Goal of the exercise: Copy the listing below from its first line through the line holding "(1145, 769)", both included, reproducing every line precisely and leaving out the pictures.

Dataset entries:
'''

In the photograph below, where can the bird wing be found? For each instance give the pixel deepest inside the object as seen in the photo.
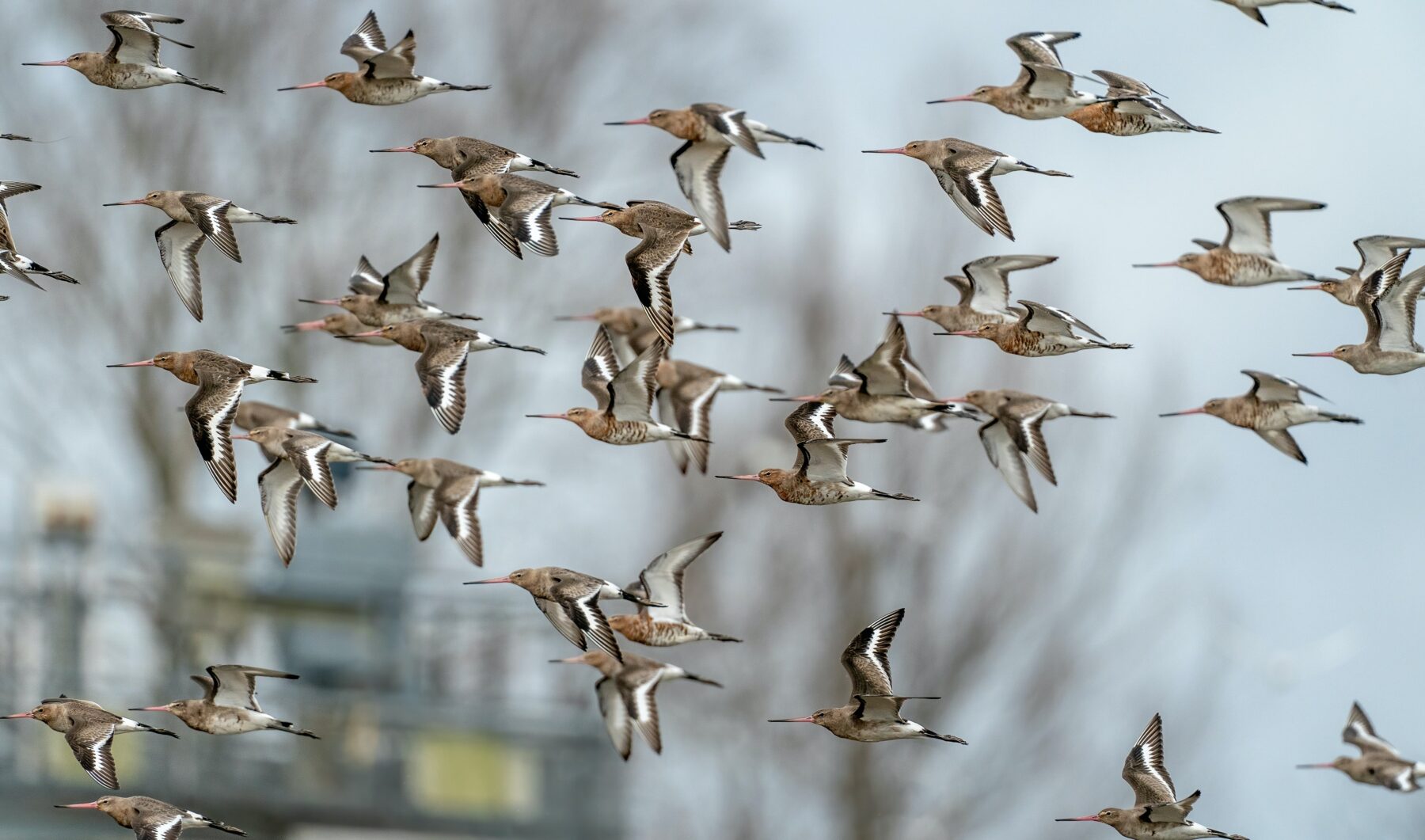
(365, 279)
(1248, 222)
(279, 485)
(650, 265)
(1039, 48)
(1005, 455)
(422, 504)
(90, 743)
(178, 244)
(131, 44)
(1360, 733)
(616, 715)
(211, 217)
(867, 658)
(1145, 769)
(441, 370)
(663, 578)
(456, 500)
(210, 412)
(698, 165)
(398, 62)
(526, 215)
(1270, 387)
(990, 279)
(639, 688)
(883, 373)
(1052, 320)
(632, 390)
(405, 281)
(367, 40)
(9, 190)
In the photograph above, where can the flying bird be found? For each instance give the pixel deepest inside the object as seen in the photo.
(663, 234)
(874, 710)
(445, 348)
(1156, 813)
(1389, 302)
(570, 602)
(448, 491)
(378, 300)
(213, 409)
(90, 731)
(1271, 407)
(1378, 763)
(384, 78)
(885, 388)
(1040, 331)
(153, 819)
(131, 60)
(12, 261)
(1132, 108)
(1246, 257)
(983, 293)
(297, 458)
(1015, 430)
(662, 581)
(963, 172)
(626, 695)
(625, 397)
(819, 473)
(710, 133)
(516, 210)
(1253, 7)
(197, 217)
(230, 702)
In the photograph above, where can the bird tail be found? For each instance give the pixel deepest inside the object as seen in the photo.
(897, 496)
(196, 83)
(945, 738)
(288, 726)
(213, 823)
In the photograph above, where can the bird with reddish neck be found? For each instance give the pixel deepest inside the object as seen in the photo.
(385, 78)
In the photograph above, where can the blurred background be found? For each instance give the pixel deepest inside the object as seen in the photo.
(1180, 567)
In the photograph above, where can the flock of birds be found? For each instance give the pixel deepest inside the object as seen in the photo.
(627, 370)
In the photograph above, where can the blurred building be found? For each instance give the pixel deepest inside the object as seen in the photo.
(424, 735)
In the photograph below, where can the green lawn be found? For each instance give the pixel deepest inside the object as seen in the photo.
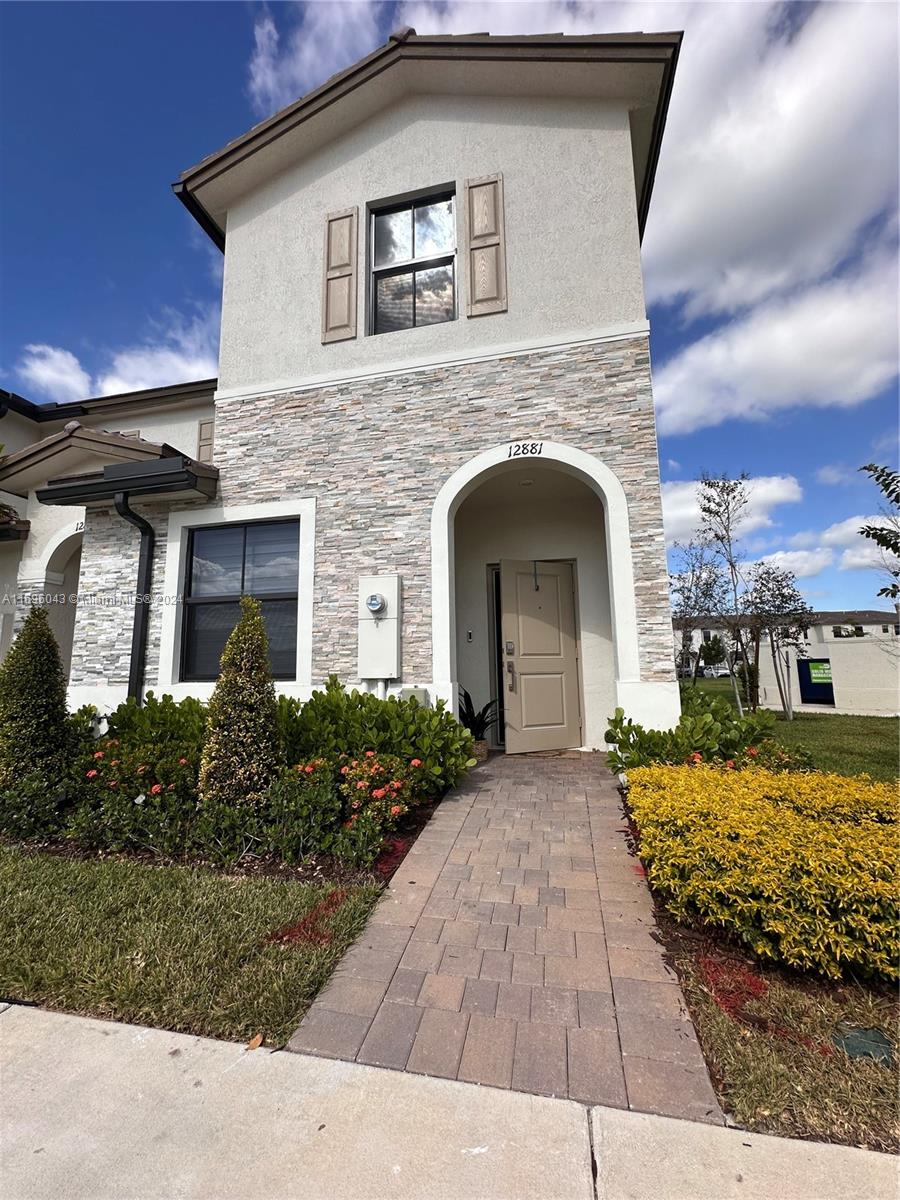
(846, 745)
(174, 947)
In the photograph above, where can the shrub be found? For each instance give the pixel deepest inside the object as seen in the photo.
(708, 727)
(798, 867)
(35, 735)
(303, 811)
(334, 723)
(241, 755)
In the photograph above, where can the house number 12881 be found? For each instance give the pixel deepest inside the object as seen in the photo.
(519, 449)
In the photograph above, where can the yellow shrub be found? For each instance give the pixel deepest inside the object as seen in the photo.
(799, 867)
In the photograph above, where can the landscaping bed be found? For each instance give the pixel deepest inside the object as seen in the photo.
(779, 911)
(222, 955)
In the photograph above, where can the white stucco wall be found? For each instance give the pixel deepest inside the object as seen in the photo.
(543, 529)
(573, 253)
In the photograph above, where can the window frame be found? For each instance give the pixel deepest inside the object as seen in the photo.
(190, 601)
(409, 265)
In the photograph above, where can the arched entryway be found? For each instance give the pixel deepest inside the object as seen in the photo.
(511, 534)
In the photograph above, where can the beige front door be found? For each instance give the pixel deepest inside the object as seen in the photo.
(540, 666)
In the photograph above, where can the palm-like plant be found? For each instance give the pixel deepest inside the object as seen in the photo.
(478, 721)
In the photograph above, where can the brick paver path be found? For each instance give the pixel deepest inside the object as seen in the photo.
(515, 948)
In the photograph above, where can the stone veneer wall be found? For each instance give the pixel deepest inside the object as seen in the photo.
(375, 453)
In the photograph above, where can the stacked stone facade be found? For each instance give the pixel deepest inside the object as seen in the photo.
(375, 453)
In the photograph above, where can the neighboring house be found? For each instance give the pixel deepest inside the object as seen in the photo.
(435, 454)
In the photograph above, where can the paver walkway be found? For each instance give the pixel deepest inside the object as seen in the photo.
(515, 948)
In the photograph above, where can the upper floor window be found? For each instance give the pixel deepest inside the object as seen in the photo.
(413, 257)
(226, 562)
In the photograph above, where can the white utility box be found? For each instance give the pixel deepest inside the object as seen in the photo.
(378, 627)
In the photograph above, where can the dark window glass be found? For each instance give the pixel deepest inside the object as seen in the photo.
(394, 238)
(394, 303)
(259, 559)
(216, 562)
(413, 258)
(433, 295)
(271, 558)
(435, 229)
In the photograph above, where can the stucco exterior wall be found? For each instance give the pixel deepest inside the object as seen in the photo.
(573, 252)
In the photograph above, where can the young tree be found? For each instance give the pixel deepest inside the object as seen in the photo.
(723, 507)
(34, 730)
(775, 609)
(697, 591)
(241, 754)
(887, 534)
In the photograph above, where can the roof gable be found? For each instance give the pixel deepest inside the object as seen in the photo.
(634, 69)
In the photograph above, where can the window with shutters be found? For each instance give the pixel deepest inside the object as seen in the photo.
(261, 559)
(413, 263)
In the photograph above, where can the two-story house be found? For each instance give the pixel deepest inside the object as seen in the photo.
(431, 448)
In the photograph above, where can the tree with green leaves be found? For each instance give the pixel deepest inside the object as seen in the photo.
(34, 723)
(887, 533)
(241, 753)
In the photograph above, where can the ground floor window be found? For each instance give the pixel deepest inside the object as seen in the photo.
(226, 562)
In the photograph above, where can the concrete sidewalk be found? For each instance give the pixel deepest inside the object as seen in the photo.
(93, 1110)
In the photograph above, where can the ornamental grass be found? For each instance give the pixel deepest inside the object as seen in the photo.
(802, 868)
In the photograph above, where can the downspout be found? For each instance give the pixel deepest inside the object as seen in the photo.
(142, 611)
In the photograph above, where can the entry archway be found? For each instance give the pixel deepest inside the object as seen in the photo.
(613, 544)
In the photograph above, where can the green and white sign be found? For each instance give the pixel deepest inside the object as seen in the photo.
(820, 672)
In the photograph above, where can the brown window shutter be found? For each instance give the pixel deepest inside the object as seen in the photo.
(486, 246)
(204, 442)
(339, 299)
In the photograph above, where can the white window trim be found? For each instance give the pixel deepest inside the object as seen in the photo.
(180, 523)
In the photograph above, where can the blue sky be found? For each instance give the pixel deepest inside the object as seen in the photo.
(769, 257)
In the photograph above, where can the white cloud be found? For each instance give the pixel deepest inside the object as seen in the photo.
(179, 349)
(53, 373)
(802, 563)
(835, 473)
(778, 155)
(323, 39)
(833, 345)
(681, 509)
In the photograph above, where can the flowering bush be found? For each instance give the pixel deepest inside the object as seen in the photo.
(135, 797)
(799, 867)
(377, 791)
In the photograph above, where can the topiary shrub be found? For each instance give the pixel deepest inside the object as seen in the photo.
(241, 754)
(802, 868)
(35, 733)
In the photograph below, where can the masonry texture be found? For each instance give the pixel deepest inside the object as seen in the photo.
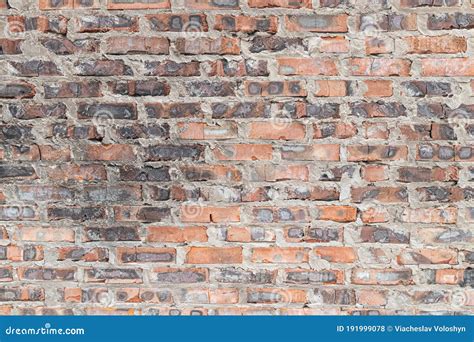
(217, 157)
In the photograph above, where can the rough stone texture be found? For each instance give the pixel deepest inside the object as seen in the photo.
(236, 157)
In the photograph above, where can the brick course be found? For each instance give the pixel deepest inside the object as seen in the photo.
(205, 157)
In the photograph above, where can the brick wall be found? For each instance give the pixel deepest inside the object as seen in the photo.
(236, 157)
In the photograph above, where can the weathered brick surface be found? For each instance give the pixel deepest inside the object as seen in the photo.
(205, 157)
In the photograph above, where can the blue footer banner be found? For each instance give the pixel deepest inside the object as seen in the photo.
(241, 329)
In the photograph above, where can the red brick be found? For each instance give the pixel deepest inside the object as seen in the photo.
(214, 255)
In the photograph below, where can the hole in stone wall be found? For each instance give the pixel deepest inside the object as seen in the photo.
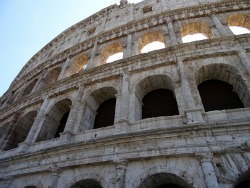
(239, 23)
(115, 57)
(239, 30)
(164, 180)
(195, 31)
(152, 46)
(112, 53)
(151, 41)
(87, 184)
(193, 37)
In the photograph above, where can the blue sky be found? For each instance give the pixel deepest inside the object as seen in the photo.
(28, 25)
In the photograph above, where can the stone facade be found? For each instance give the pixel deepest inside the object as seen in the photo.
(195, 148)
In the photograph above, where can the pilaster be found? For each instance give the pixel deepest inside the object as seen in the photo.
(208, 169)
(92, 62)
(172, 36)
(218, 25)
(64, 68)
(37, 125)
(69, 128)
(121, 167)
(193, 114)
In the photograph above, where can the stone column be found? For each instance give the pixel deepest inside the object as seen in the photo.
(135, 107)
(37, 125)
(69, 127)
(172, 36)
(92, 62)
(7, 133)
(208, 169)
(217, 23)
(64, 68)
(55, 170)
(244, 59)
(36, 87)
(120, 174)
(124, 103)
(128, 51)
(193, 114)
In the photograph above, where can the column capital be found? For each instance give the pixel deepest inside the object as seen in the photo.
(204, 157)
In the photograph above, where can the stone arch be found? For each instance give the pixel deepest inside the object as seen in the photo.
(78, 63)
(240, 20)
(28, 89)
(149, 37)
(110, 50)
(20, 131)
(187, 179)
(55, 120)
(149, 84)
(228, 74)
(50, 77)
(93, 101)
(88, 176)
(196, 28)
(244, 180)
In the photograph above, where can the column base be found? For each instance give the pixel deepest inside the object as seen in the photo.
(66, 136)
(23, 147)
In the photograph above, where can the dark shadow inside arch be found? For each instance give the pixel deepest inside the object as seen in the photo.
(20, 131)
(218, 95)
(87, 184)
(159, 102)
(164, 180)
(244, 180)
(62, 124)
(105, 114)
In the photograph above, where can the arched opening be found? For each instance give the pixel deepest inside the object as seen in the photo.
(218, 95)
(159, 102)
(112, 53)
(150, 94)
(195, 31)
(164, 180)
(230, 76)
(244, 180)
(99, 110)
(239, 23)
(29, 88)
(20, 131)
(51, 77)
(151, 41)
(105, 114)
(78, 64)
(55, 120)
(88, 183)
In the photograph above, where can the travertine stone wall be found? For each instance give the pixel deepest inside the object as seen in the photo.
(193, 149)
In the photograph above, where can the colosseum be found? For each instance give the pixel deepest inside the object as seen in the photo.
(177, 116)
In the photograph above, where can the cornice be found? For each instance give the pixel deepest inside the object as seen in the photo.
(40, 162)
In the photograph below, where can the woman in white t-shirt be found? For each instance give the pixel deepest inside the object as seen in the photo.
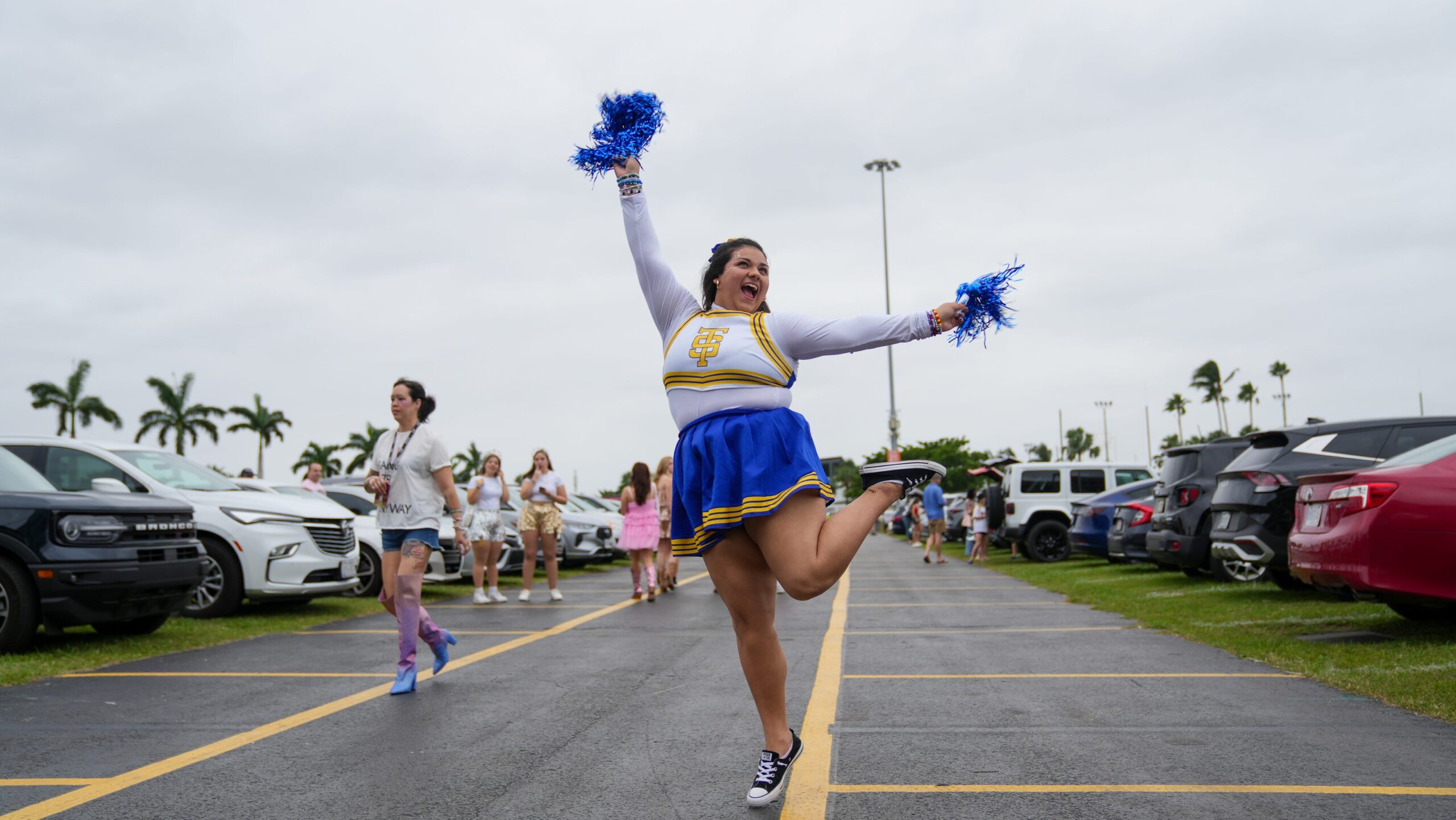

'''

Answer to this task:
In the photograph below, where can the bird wing be found? For each instance give the pixel deepest inside the object as seen in the photo.
(365, 279)
(1248, 222)
(279, 485)
(650, 265)
(1039, 48)
(1005, 455)
(422, 504)
(90, 743)
(178, 244)
(131, 44)
(1360, 733)
(616, 715)
(211, 217)
(867, 658)
(1145, 769)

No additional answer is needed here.